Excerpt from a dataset
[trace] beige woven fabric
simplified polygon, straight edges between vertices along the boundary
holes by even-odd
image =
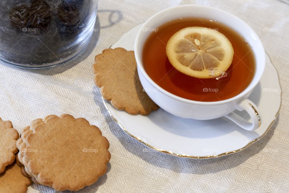
[[[163,9],[191,4],[221,9],[247,22],[279,71],[283,89],[280,115],[267,135],[243,151],[217,159],[191,160],[143,150],[148,148],[109,116],[91,71],[95,55],[123,33]],[[20,131],[34,119],[67,113],[99,127],[110,144],[108,171],[79,192],[288,192],[289,1],[101,0],[99,5],[98,31],[85,50],[65,65],[29,70],[0,62],[2,119],[11,121]],[[35,185],[28,191],[54,192]]]

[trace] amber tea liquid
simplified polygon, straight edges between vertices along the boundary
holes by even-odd
[[[225,78],[200,79],[184,74],[175,68],[166,56],[166,47],[175,33],[188,27],[205,27],[218,30],[233,46],[234,55]],[[204,18],[179,18],[169,21],[152,32],[143,52],[144,69],[160,87],[181,97],[195,101],[216,101],[233,97],[250,84],[255,73],[255,60],[249,44],[234,29]]]

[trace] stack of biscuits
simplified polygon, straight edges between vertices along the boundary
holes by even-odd
[[[17,142],[22,173],[58,191],[76,191],[104,174],[109,144],[99,129],[83,118],[49,115],[32,121]]]
[[[11,122],[0,118],[0,192],[25,193],[32,183],[31,180],[22,174],[21,168],[15,162],[18,151],[17,131]]]

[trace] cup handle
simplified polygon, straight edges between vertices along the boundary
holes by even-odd
[[[252,123],[250,123],[234,112],[225,116],[244,129],[253,131],[258,128],[261,125],[261,115],[258,107],[252,101],[245,99],[236,105],[235,108],[239,111],[245,110],[251,117]]]

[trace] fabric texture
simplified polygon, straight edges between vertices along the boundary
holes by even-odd
[[[267,134],[244,150],[217,159],[190,159],[144,150],[148,148],[126,134],[110,117],[93,81],[91,66],[96,55],[153,14],[187,4],[215,7],[246,22],[278,70],[283,89],[280,115]],[[108,171],[79,192],[287,192],[289,1],[101,0],[98,5],[98,30],[72,59],[42,70],[0,62],[2,120],[12,121],[20,131],[36,119],[66,113],[84,117],[98,127],[110,143]],[[34,184],[28,192],[56,191]]]

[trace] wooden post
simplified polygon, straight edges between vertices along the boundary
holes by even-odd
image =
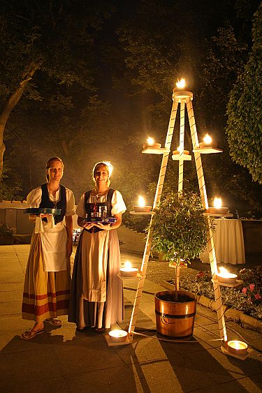
[[[166,147],[166,149],[168,149],[168,150],[170,150],[170,148],[173,134],[173,132],[174,132],[175,118],[176,118],[177,112],[177,105],[178,105],[178,103],[173,101],[173,105],[172,105],[172,110],[171,110],[171,114],[170,114],[170,119],[169,119],[168,132],[167,132],[166,138],[166,143],[165,143],[165,147]],[[154,205],[153,205],[153,209],[154,209],[156,207],[157,205],[159,203],[159,202],[160,201],[160,199],[161,199],[163,181],[165,180],[165,176],[166,176],[166,167],[167,167],[167,164],[168,164],[168,156],[169,156],[169,153],[164,153],[163,154],[162,163],[161,163],[161,169],[160,169],[160,172],[159,172],[159,180],[158,180],[157,186],[157,190],[156,190],[156,194],[155,194],[155,198],[154,198]],[[145,274],[146,274],[147,269],[148,260],[149,260],[150,255],[150,251],[151,251],[151,246],[152,246],[152,236],[151,236],[150,228],[151,228],[151,225],[152,225],[152,216],[151,216],[150,229],[149,229],[149,232],[147,233],[147,241],[146,241],[145,247],[145,251],[144,251],[142,265],[141,265],[141,279],[138,281],[138,288],[137,288],[137,290],[136,290],[136,292],[135,300],[134,300],[133,306],[132,313],[131,313],[131,318],[130,318],[130,322],[129,322],[129,341],[132,341],[132,339],[133,339],[133,332],[134,332],[136,325],[136,320],[137,320],[138,314],[139,305],[140,305],[140,300],[141,300],[143,288],[143,286],[144,286]]]
[[[180,161],[178,165],[178,192],[183,190],[184,175],[184,102],[180,103]]]
[[[193,105],[191,101],[187,101],[187,113],[189,120],[190,131],[192,138],[193,149],[196,149],[198,146],[198,135],[196,131],[195,117],[194,115]],[[202,166],[202,160],[201,154],[198,152],[194,153],[196,173],[198,180],[198,186],[200,194],[202,200],[202,203],[204,208],[208,209],[208,201],[207,197],[207,192],[205,188],[204,172]],[[208,217],[208,225],[209,225],[209,237],[208,241],[208,250],[209,253],[209,258],[210,261],[210,268],[212,276],[217,274],[217,265],[216,259],[216,253],[214,251],[213,234],[211,230],[211,218],[210,216]],[[224,317],[224,311],[222,307],[222,301],[221,297],[221,292],[219,286],[213,281],[214,299],[216,301],[216,309],[217,313],[217,320],[219,324],[219,334],[221,339],[224,339],[225,341],[227,341],[226,329],[225,320]]]

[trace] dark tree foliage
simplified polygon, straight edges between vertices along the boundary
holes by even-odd
[[[230,94],[226,134],[233,160],[262,184],[262,4],[252,38],[249,59]]]
[[[0,177],[6,125],[22,97],[54,113],[73,107],[68,90],[94,92],[95,33],[112,10],[102,1],[1,1]]]

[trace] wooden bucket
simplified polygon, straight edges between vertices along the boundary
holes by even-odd
[[[180,295],[191,298],[188,302],[168,302],[161,298],[165,295],[174,295],[175,291],[165,290],[154,295],[157,330],[158,335],[177,340],[189,339],[194,330],[196,311],[196,298],[194,293],[179,290]]]

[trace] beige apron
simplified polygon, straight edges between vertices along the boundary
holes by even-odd
[[[66,227],[62,222],[54,225],[52,216],[48,217],[47,224],[42,223],[40,217],[37,218],[36,230],[36,233],[41,233],[44,271],[66,270],[67,232]]]

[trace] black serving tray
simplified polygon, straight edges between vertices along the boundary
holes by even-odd
[[[117,218],[115,217],[87,217],[85,218],[87,223],[101,223],[102,224],[110,224],[112,223],[115,223]]]
[[[53,214],[59,216],[61,209],[50,209],[50,207],[29,207],[23,209],[24,214]]]

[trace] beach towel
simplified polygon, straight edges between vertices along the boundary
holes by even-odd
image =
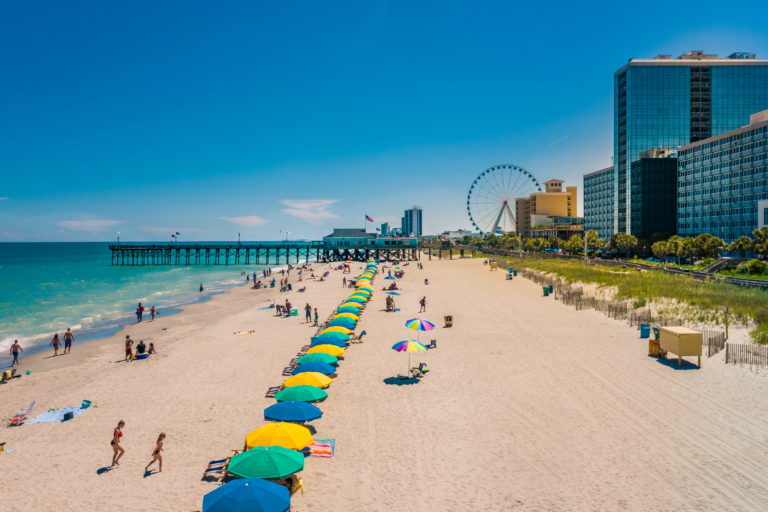
[[[34,423],[61,423],[64,421],[64,415],[66,415],[68,412],[72,413],[72,419],[77,418],[81,414],[83,414],[88,409],[83,409],[79,405],[73,405],[70,407],[62,407],[61,409],[56,409],[54,411],[46,411],[43,414],[38,414],[31,420],[29,420],[26,424],[32,425]]]
[[[311,457],[323,457],[330,459],[336,452],[336,440],[335,439],[318,439],[314,443],[307,446],[306,450]]]

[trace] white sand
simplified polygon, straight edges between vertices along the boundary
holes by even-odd
[[[294,511],[768,509],[765,371],[726,366],[722,354],[678,370],[648,357],[636,329],[541,297],[480,260],[424,265],[406,267],[397,313],[382,311],[388,281],[377,278],[365,343],[348,350],[315,422],[336,456],[307,459]],[[347,292],[340,280],[334,272],[290,298],[324,318]],[[424,294],[423,316],[438,328],[422,340],[438,348],[413,362],[431,372],[386,384],[405,370],[407,355],[390,346],[414,334],[403,322]],[[32,400],[38,412],[98,405],[69,423],[1,431],[16,453],[0,455],[0,508],[199,509],[215,488],[200,481],[205,464],[264,423],[266,387],[312,332],[303,318],[255,311],[265,295],[285,296],[237,289],[131,329],[158,343],[152,361],[114,363],[117,335],[81,363],[0,387],[3,417]],[[453,328],[442,328],[444,314]],[[232,335],[253,328],[259,335]],[[127,453],[99,475],[118,419]],[[161,430],[164,472],[144,478]]]

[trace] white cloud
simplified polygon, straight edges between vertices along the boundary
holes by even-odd
[[[255,226],[261,226],[267,223],[267,219],[259,217],[258,215],[246,215],[245,217],[219,217],[221,220],[226,220],[232,224],[237,224],[242,228],[252,228]]]
[[[283,208],[283,213],[312,224],[339,217],[328,211],[332,204],[339,202],[338,199],[283,199],[281,202],[288,207]]]
[[[71,231],[104,231],[116,224],[122,224],[122,220],[62,220],[54,222],[55,225],[67,228]]]

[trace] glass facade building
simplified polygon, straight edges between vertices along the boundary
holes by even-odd
[[[613,235],[613,167],[584,175],[584,231],[606,240]]]
[[[614,74],[613,233],[632,232],[631,167],[641,152],[720,135],[766,108],[768,60],[753,54],[630,60]]]
[[[677,232],[677,158],[668,149],[650,149],[632,162],[633,235],[661,240]]]
[[[749,236],[768,199],[768,111],[749,125],[678,150],[677,231],[726,242]]]

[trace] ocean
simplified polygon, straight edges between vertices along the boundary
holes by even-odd
[[[266,265],[111,265],[110,242],[0,243],[0,367],[18,339],[24,355],[46,350],[68,327],[75,342],[104,338],[136,321],[141,302],[169,315],[245,284],[241,270]],[[285,261],[283,259],[283,261]],[[276,265],[273,265],[276,266]],[[204,293],[199,292],[200,284]]]

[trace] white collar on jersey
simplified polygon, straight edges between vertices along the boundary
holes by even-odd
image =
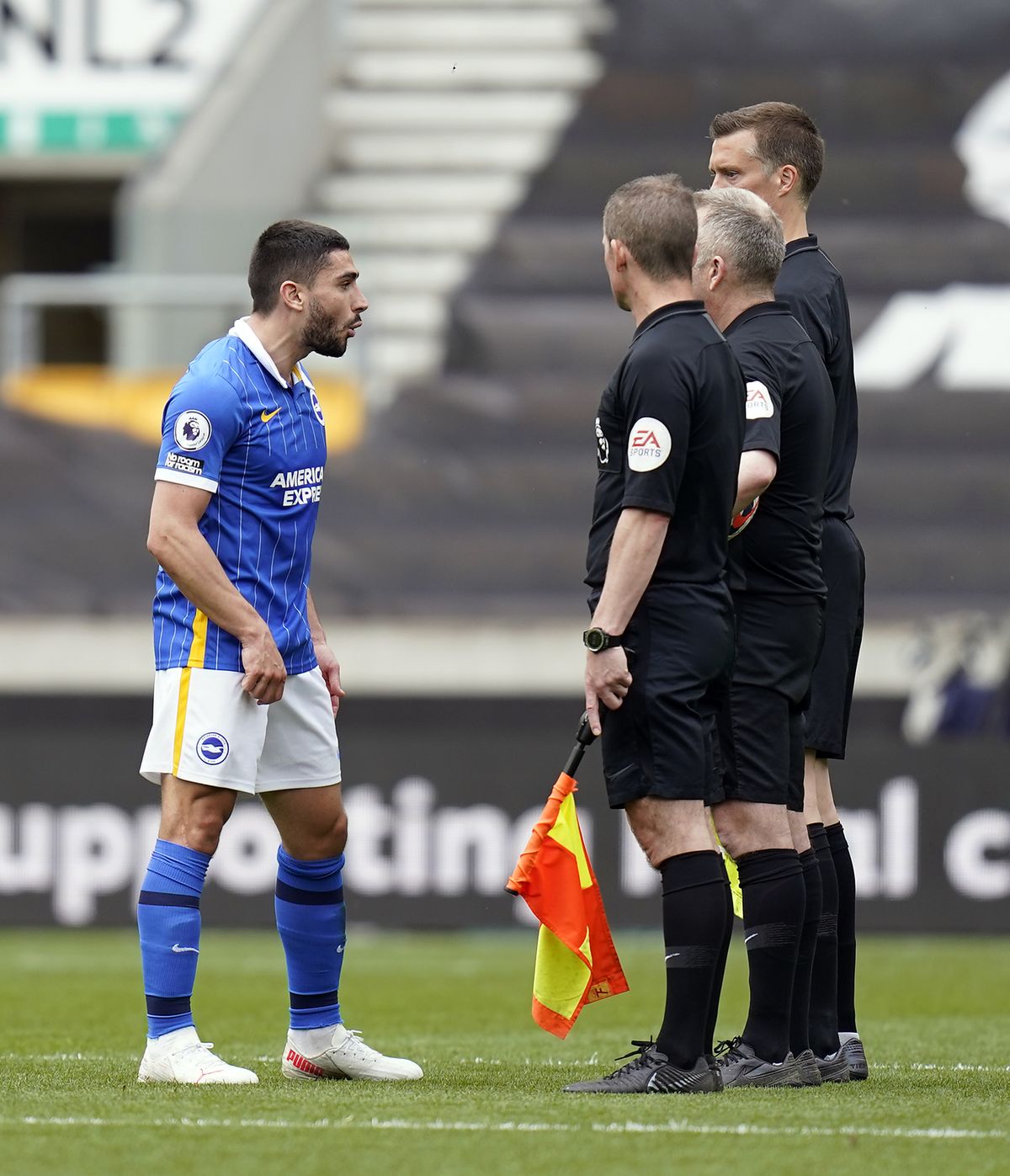
[[[277,381],[277,383],[282,388],[287,388],[288,390],[290,390],[292,386],[288,383],[287,380],[285,380],[285,377],[280,374],[280,372],[277,372],[276,363],[274,363],[266,347],[263,347],[263,345],[260,342],[260,336],[249,326],[248,318],[236,319],[235,326],[232,327],[228,334],[234,335],[236,339],[241,340],[246,345],[246,347],[249,348],[253,355],[255,355],[256,359],[263,365],[263,367],[270,373],[270,375]],[[309,380],[306,369],[301,366],[300,362],[296,363],[295,367],[297,368],[297,373],[301,376],[301,381],[306,386],[306,388],[308,388],[309,390],[314,390],[313,382],[312,380]]]

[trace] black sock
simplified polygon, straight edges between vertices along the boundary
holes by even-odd
[[[807,891],[795,849],[758,849],[737,860],[750,1008],[743,1040],[765,1062],[789,1053],[792,976]]]
[[[810,983],[810,1047],[817,1057],[838,1049],[838,880],[823,824],[809,824],[824,896]]]
[[[704,1053],[713,977],[725,934],[729,888],[722,855],[700,850],[668,857],[663,877],[667,1007],[656,1049],[689,1069]]]
[[[722,856],[722,855],[720,855]],[[724,871],[723,867],[723,871]],[[715,1045],[715,1023],[718,1020],[718,1002],[722,996],[722,982],[725,976],[725,961],[729,958],[729,944],[733,942],[733,924],[736,921],[733,913],[733,891],[729,888],[729,878],[725,880],[724,911],[725,928],[722,934],[722,943],[718,949],[715,971],[711,977],[711,994],[709,995],[708,1017],[705,1018],[705,1035],[702,1041],[702,1051],[711,1054]]]
[[[856,1033],[856,873],[841,823],[824,833],[838,883],[838,1030]]]
[[[796,975],[792,978],[792,1008],[789,1014],[789,1049],[798,1057],[810,1048],[810,975],[821,927],[821,867],[812,849],[800,855],[803,867],[803,889],[807,906],[796,955]]]

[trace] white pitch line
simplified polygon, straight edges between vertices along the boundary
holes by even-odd
[[[139,1055],[138,1055],[139,1056]],[[279,1062],[280,1054],[256,1054],[252,1057],[254,1062]],[[24,1054],[0,1054],[0,1061],[24,1062]],[[35,1062],[133,1062],[134,1055],[122,1054],[38,1054],[33,1058]],[[248,1062],[249,1057],[240,1057],[239,1061]],[[522,1065],[530,1069],[550,1068],[564,1069],[567,1067],[577,1068],[587,1065],[602,1065],[604,1063],[596,1058],[583,1061],[581,1058],[547,1057],[543,1060],[524,1058],[522,1062],[506,1062],[497,1057],[459,1057],[457,1065]],[[976,1065],[974,1062],[874,1062],[871,1070],[925,1070],[938,1074],[1010,1074],[1010,1065]]]
[[[139,1056],[139,1055],[138,1055]],[[256,1054],[252,1058],[239,1057],[240,1062],[262,1062],[269,1064],[281,1060],[280,1054]],[[24,1062],[24,1054],[0,1054],[0,1061]],[[135,1061],[133,1054],[36,1054],[35,1062],[115,1062],[123,1064]],[[422,1058],[423,1061],[423,1058]],[[581,1058],[547,1057],[543,1060],[524,1058],[522,1062],[506,1062],[497,1057],[459,1057],[457,1065],[522,1065],[530,1069],[564,1069],[568,1067],[603,1065],[596,1058],[583,1061]],[[974,1062],[874,1062],[871,1070],[909,1071],[923,1070],[937,1074],[1010,1074],[1010,1065],[976,1065]]]
[[[219,1130],[222,1128],[267,1128],[273,1130],[328,1130],[332,1128],[364,1128],[375,1131],[581,1131],[571,1123],[524,1123],[511,1120],[503,1123],[467,1123],[441,1118],[412,1122],[403,1118],[356,1120],[353,1115],[343,1118],[320,1118],[307,1123],[275,1118],[98,1118],[98,1117],[49,1117],[26,1115],[21,1118],[0,1117],[4,1127],[123,1127],[131,1130],[145,1127],[195,1127]],[[760,1123],[687,1123],[670,1120],[668,1123],[594,1123],[589,1130],[604,1135],[761,1135],[789,1136],[795,1138],[851,1138],[868,1136],[876,1140],[1010,1140],[1008,1131],[979,1131],[956,1127],[767,1127]]]

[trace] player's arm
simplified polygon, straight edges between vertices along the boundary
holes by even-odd
[[[767,449],[745,449],[740,455],[740,473],[736,479],[736,502],[733,513],[743,510],[764,494],[778,473],[778,459]]]
[[[593,614],[594,626],[613,634],[628,627],[656,570],[669,524],[670,516],[657,510],[626,507],[621,512],[610,542],[603,590]],[[595,735],[601,730],[600,703],[616,710],[630,684],[628,656],[621,646],[598,654],[587,652],[586,710]]]
[[[156,481],[151,503],[147,549],[192,601],[242,646],[242,689],[257,702],[276,702],[287,671],[269,626],[225,574],[200,520],[210,492],[196,486]]]
[[[319,619],[319,613],[315,610],[315,601],[312,599],[312,590],[306,593],[306,604],[308,606],[308,624],[312,632],[315,660],[319,662],[320,671],[329,690],[329,701],[335,716],[337,710],[340,710],[340,700],[346,693],[340,684],[340,662],[336,660],[336,654],[329,648],[329,643],[326,640],[322,622]]]

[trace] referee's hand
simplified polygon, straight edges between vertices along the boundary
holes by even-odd
[[[616,710],[630,686],[628,655],[621,646],[604,649],[600,654],[586,654],[586,714],[594,735],[603,729],[600,724],[600,703],[608,710]]]
[[[263,626],[257,636],[242,642],[242,689],[261,707],[276,702],[285,693],[288,671],[270,630]]]

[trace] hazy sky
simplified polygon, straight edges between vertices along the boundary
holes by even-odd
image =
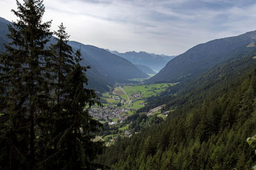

* What to do:
Count the lines in the entries above that contain the string "beige", with case counting, and reply with the number alone.

* Solution:
2